The data below holds the lines to copy: everything from the line containing "I need to find the high-rise" to the line containing "I need to find the cargo", both ends included, set down exactly.

PROVIDED DATA:
+-------+
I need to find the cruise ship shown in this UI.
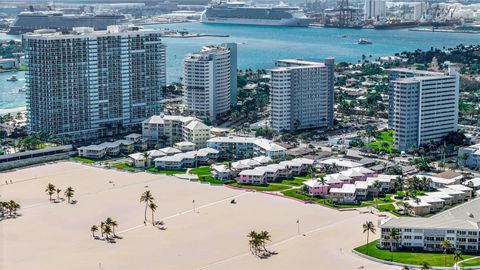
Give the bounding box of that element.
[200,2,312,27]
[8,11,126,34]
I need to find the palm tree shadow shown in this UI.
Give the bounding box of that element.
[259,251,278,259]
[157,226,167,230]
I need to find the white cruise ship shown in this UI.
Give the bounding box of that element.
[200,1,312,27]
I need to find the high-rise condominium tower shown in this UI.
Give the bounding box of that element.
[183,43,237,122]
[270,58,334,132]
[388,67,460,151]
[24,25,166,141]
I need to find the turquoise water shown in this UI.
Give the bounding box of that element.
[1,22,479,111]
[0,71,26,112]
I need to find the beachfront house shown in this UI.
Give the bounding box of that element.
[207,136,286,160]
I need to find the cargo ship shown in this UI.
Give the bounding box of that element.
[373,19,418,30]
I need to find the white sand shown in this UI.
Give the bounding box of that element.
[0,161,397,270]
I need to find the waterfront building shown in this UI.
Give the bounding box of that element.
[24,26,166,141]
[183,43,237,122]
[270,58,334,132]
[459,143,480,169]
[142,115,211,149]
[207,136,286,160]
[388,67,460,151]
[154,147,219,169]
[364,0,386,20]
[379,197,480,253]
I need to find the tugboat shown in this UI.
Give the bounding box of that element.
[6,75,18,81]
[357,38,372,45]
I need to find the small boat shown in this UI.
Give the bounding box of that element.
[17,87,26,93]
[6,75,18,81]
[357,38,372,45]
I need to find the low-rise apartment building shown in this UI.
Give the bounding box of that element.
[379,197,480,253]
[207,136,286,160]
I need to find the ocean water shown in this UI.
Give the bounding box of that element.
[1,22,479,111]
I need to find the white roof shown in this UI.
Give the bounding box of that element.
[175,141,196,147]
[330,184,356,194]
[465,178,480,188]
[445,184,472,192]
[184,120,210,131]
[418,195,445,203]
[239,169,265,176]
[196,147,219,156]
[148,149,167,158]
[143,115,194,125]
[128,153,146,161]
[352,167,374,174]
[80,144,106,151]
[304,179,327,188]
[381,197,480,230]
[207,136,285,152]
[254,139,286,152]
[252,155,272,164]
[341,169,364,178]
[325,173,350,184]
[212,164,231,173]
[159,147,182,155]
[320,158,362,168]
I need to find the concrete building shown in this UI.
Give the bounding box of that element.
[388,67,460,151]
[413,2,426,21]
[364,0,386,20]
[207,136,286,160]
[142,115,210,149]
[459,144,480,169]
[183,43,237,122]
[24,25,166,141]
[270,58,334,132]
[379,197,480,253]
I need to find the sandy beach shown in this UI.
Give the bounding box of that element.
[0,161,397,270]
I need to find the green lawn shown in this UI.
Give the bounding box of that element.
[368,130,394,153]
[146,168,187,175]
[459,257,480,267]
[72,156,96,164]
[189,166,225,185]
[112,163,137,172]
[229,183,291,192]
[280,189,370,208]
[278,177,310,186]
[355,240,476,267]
+-------+
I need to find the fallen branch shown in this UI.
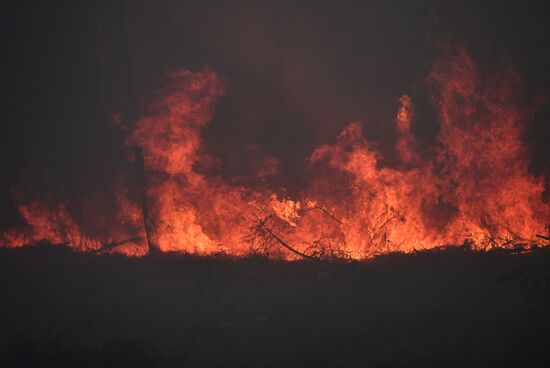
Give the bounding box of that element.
+-------+
EXERCISE ANSWER:
I need to find the high-rise condominium tower shown in this UI.
Give the bounding box of that element.
[183,43,237,122]
[270,58,334,132]
[388,67,460,151]
[24,25,166,141]
I need to find the turquoise water shown in this UI.
Give the bounding box of that element.
[1,22,479,111]
[0,71,26,112]
I need to find the beachfront house shown in this UI.
Give the bounding box of that element.
[207,136,286,160]
I need to find the cargo ship shown in this UI.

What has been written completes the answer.